Text passage: Begin

Yoga as Scoliosis Treatment? The Evidence Is Thin

ABC News recently ran a story about a woman who treated her scoliosis-related back pain through yoga, fleshed out with information about yoga as a general treatment for low back pain. That might work for some people, but the framing of the story invited readers to choose yoga in lieu of medical care without considering all the factors.

“To suggest, based on one anecdote, that readers with severe scoliosis might look to yoga as an alternative to surgery is misleading and irresponsible,” said Gary Schwitzer on

It’s a common media mistake, Schwitzer said. Reporters often use only compelling personal anecdotes, instead of anecdotes plus science, to show an association that might not exist, and that can be dangerous if they spurn evidence in favor of trend in a medical situation.

Two words: measles vaccine.

There is some evidence that yoga can be an effective approach for relief of chronic low back pain, Schwitzer acknowledged, but there is no evidence that it’s a suitable alternative to surgery for people with severe scoliosis.

Text passage: End
Information: Begin

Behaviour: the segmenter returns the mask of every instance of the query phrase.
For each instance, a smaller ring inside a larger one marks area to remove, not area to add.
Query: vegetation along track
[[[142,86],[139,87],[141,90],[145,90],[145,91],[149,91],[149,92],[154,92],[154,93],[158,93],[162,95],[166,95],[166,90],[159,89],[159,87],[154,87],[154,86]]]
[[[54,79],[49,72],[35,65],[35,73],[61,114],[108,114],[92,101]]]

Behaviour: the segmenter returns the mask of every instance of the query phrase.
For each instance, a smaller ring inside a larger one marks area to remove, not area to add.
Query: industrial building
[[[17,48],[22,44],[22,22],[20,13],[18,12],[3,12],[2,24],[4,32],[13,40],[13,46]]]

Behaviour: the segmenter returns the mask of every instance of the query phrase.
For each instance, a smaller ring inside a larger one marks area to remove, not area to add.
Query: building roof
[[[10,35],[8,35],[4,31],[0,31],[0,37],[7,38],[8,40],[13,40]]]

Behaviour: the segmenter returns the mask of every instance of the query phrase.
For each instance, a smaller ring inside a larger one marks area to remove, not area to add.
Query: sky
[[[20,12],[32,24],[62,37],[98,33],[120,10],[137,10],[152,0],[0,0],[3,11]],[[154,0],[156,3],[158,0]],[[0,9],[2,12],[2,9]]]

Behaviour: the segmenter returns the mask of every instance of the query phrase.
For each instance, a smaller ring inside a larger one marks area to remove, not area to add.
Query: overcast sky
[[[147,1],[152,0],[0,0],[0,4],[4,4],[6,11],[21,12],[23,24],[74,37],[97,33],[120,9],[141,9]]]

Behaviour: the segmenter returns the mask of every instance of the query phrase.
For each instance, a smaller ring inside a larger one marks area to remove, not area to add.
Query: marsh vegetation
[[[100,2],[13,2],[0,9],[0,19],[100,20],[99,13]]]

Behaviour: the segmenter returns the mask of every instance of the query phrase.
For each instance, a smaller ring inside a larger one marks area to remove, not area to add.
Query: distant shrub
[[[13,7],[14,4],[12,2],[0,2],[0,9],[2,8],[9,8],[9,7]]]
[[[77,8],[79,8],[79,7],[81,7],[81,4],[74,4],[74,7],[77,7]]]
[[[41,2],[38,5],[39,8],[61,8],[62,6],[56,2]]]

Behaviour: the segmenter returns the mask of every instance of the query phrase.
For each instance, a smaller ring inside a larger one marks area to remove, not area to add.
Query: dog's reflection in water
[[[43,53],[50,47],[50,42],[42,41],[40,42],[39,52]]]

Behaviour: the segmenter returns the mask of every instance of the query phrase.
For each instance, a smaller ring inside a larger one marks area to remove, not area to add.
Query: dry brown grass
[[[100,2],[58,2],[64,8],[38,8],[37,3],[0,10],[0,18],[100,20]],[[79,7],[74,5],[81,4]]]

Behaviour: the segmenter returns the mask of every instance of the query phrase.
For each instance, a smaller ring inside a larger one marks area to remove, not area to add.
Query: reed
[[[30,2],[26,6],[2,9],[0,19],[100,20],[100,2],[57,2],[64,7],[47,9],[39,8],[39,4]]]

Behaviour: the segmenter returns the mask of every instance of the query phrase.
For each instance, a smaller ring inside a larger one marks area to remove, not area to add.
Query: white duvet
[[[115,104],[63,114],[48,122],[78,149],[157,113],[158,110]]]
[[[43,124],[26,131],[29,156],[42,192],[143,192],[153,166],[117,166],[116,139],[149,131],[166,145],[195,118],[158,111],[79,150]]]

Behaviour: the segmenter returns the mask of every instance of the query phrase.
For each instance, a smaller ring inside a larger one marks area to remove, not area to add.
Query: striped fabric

Information: End

About this task → Continue the article above on yoga as a scoliosis treatment, starting after its last sentence.

Your response →
Scoliosis is an abnormal curvature of the spine. Most of the time, the cause is unknown, and it often presents in childhood, and affects more girls than boys. Sometimes it’s congenital, or present at birth, and it can result from a nervous system disorder that affects muscles, such as cerebral palsy, muscular dystrophy, spina bifida and polio.

According to a survey a few years ago by the Centers for Disease Control and Prevention (CDC), more than 1 in 4 U.S. adults had suffered from lower back pain within the previous three months, so there’s a lot of interest in anything that provides relief.

Readers of this blog and of Pat’s newsletters are well aware that one treatment – back surgery – carries high costs and considerable risk. So a noninvasive measure like yoga should be considered, but not without knowing its scientific, as well as anecdotal foundation, and its pros and cons.

The ABC story didn’t mention cost (which even at the toniest yoga classes would be considerably less than surgery) or clinical proof. It described benefits in vague terms – “back pain patients who learned yoga had better back function and were better able to manage their pain” – without saying how often the individuals practiced yoga, how much better their back function was or what is meant by better pain management.

The story did mention one study as a randomized, controlled trial, but didn’t cite the authors, the organizations they were affiliated with or when and where the studies were published.

“While the story is correct in noting that there is a ‘lack of conclusive research,'” Schwitzer said, “we’d need more than that blanket statement to award a satisfactory rating here.”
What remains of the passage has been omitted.